Le sue vicende sono narrate nel primo poema epico della storia dell'umanità, denominato successivamente Epopea di Gilgamesh. Si tratta di una leggenda babilonese, il cui nucleo principale risale ad antiche leggende sumeriche, ma che venne trascritta molto tempo dopo il periodo in cui è ambientata la storia. La prima stesura dell'epopea, pervenutaci in frammenti appartiene alla letteratura sumerica, ma la versione più completa sinora nota venne incisa su undici tavolette di argilla che furono rinvenute tra i resti della biblioteca reale nel palazzo del re Assurbanipal a Ninive, capitale dell'impero assiro. Questa redazione tarda della leggenda, risale al VII secolo a.C.
Nella seconda metà dell'Ottocento George Smith, un incisore di banconote britannico, venne assunto alla sezione assira del British Museum di Londra, grazie all'interessamento di sir Henry Rawlinson. Nel 1872 Smith trascrisse e tradusse l'Epopea di Gilgamesh grazie alle tavolette trovate nei magazzini del museo. Nella trascrizione tuttavia mancava una parte, corrispondente a 17 righe. La notizia arrivò al giornale Daily Telegraph, il quale sovvenzionò una spedizione per cercare le tavolette mancanti, mettendone a capo Smith stesso.

» DATI DI PARTENZA:
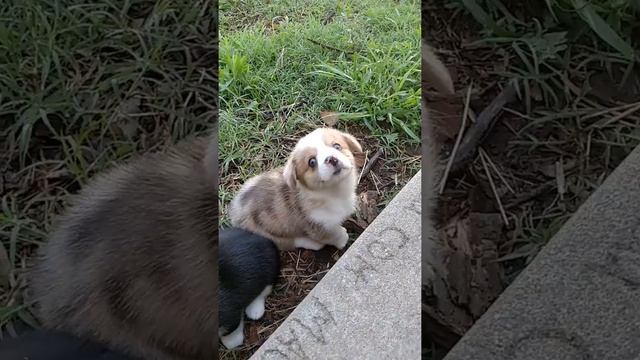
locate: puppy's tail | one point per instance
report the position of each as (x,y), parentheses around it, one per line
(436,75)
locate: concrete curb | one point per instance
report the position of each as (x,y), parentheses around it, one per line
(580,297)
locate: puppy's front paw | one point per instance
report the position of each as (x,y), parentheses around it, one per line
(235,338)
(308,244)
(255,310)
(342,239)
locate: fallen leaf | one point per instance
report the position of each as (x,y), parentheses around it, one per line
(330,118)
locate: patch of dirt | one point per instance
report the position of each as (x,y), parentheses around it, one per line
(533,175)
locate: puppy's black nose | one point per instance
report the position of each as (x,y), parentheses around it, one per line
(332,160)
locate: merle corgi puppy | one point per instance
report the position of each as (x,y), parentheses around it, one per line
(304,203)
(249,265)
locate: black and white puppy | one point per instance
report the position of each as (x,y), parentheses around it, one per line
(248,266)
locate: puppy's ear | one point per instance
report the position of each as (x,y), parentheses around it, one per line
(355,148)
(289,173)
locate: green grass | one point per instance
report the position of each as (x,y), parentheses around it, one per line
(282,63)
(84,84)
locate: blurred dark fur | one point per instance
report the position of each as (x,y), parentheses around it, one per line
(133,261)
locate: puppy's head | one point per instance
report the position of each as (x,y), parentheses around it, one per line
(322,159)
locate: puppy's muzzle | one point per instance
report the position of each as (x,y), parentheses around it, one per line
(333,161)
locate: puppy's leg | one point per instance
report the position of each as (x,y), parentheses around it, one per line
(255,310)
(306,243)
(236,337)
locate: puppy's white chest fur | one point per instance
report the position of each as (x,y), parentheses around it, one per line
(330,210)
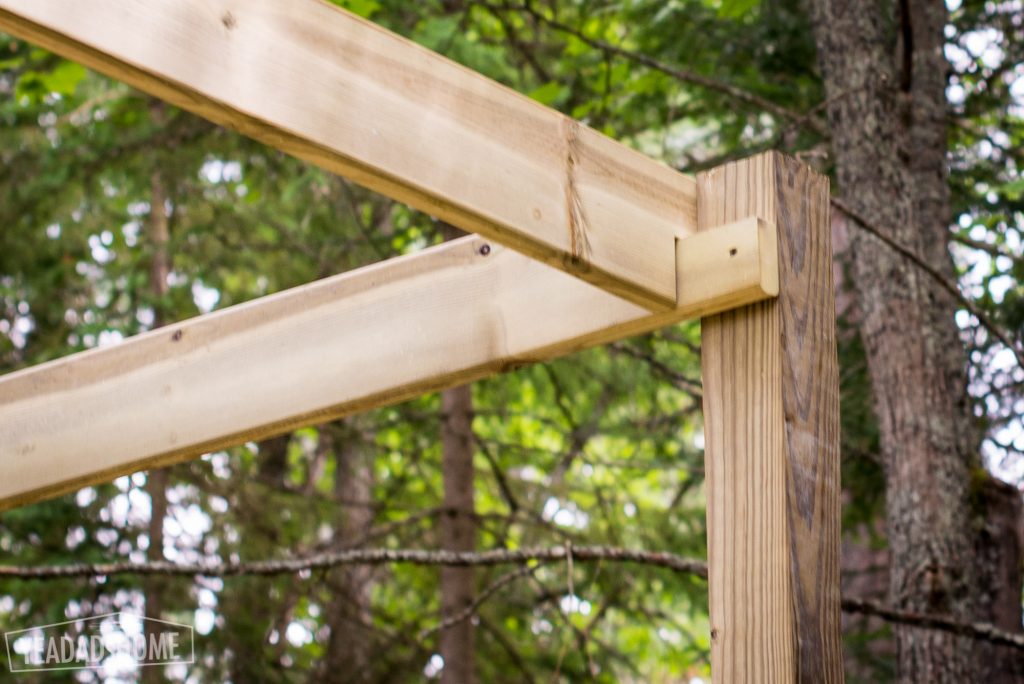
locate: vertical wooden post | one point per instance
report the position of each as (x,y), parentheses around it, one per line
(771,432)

» CONSEGNA: Nel testo sull'Epopea di Gilgamesh, a quante righe corrispondeva la parte che mancava nella trascrizione di Smith?

» SPAZIO RISPOSTA: Corrispondeva a 17 righe.